▸ **EXERCISE DIRECTIONS**: Print the records below exactly as they appear.

(Excerpts of location labeling data)
----------------------------------------

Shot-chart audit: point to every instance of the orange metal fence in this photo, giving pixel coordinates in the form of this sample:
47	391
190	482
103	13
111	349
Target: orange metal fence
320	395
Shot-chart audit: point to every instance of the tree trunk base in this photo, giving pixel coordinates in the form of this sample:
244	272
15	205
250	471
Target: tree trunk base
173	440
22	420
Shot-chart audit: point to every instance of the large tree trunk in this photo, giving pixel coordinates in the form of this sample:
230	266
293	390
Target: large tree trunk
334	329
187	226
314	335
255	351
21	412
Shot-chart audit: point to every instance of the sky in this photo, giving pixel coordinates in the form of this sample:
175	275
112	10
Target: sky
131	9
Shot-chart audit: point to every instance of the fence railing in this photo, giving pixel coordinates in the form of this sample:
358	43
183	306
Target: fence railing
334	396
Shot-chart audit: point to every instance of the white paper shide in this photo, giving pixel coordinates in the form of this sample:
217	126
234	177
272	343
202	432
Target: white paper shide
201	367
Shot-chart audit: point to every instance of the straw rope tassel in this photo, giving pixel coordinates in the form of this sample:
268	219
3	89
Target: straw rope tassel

----------------------------------------

▸ **OUTPUT**:
Shot-chart audit: point to every instance of the orange metal fence in this photo, giving pixel coordinates in the form of this sample:
47	391
190	482
103	13
111	349
Target: orange metal fence
320	395
Shot-chart audit: point to every instance of the tree trunk base in this photo, giving pixel coordinates in the form of this sample:
244	272
15	205
250	471
Target: tree trunk base
173	440
22	420
Shot-chart audit: point to every instance of the large tree trunk in this photo, giving pixel coordinates in the form of this sample:
230	266
293	390
Target: large tree trunk
334	329
187	226
314	335
255	351
21	412
Shot-chart audit: point to every instance of the sky in this photo, giving pixel coordinates in the form of this sample:
175	275
112	10
Target: sky
131	9
Shot-chart audit: point to every instance of the fence railing in this photo, giving pixel coordinates in the form of this sample:
358	43
183	306
Target: fence railing
334	396
Shot-chart audit: point to every instance of the white paper shide in this photo, giving pixel coordinates in the form of this sample:
217	126
234	177
272	343
202	432
Target: white paper shide
201	367
Shot-chart audit: point to every instance of the straw rope tassel in this photo, giving pixel coordinates in the form of this sample:
268	219
3	89
Target: straw rope tassel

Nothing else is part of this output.